In [2]:
import torch
from transformers import RobertaTokenizer, RobertaForMultipleChoice, AdamW, get_linear_schedule_with_warmup
from torch.utils.data import DataLoader, Dataset
from sklearn.metrics import accuracy_score
import json
import json_lines
import os
from tqdm import tqdm

  from .autonotebook import tqdm as notebook_tqdm


In [3]:
class MultipleChoiceDataset(Dataset):
    def __init__(self, data):
        self.data = data

    def __len__(self):
        return len(self.data)

    def __getitem__(self, idx):
        input_ids, attention_mask, label = self.data[idx]
        return {
            'input_ids': input_ids,
            'attention_mask': attention_mask,
            'labels': label
        }

In [13]:
answer_map = {'A':0,'B':1,'C':2,'D':3,'E':4}
def load_data(file_path):
    data = []
    with open(file_path, 'rb') as f: 
        for item in json_lines.reader(f):
            data.append(item)

    processed_data = []
    for item in data:
        question = item['question']['stem']
        options = [_['text'] for _ in item['question']['choices']]
        examples = []
        for option in options:
            text = question + " " + option
            encoded = tokenizer.encode_plus(
                text,
                truncation=True,
                max_length=512,
                padding='max_length',
                return_attention_mask=True,
                return_tensors='pt'
            )
            examples.append(encoded)

* **STATED PROBLEM A**: Return the notebook code from "from .autonotebook import" up to and including "return len(self.data)", unchanged and character for character.
* **STATED PROBLEM B**:
Answer these questions from the notebook code:
(i) In the dictionary returned by `__getitem__`, which key holds the label?
(ii) Which integer does `answer_map` assign to the letter 'C'?
(iii) What value is given for `max_length` in the call to `tokenizer.encode_plus`?

* **DATA LINES**:
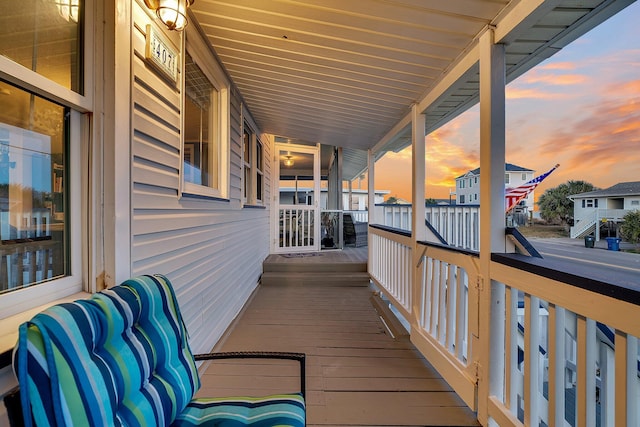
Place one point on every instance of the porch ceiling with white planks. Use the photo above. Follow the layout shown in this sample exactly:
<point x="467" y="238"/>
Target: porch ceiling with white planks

* **CORRECT RESPONSE A**:
from .autonotebook import tqdm as notebook_tqdm


In [3]:
class MultipleChoiceDataset(Dataset):
    def __init__(self, data):
        self.data = data

    def __len__(self):
        return len(self.data)

* **CORRECT RESPONSE B**:
(i) 'labels'
(ii) 2
(iii) 512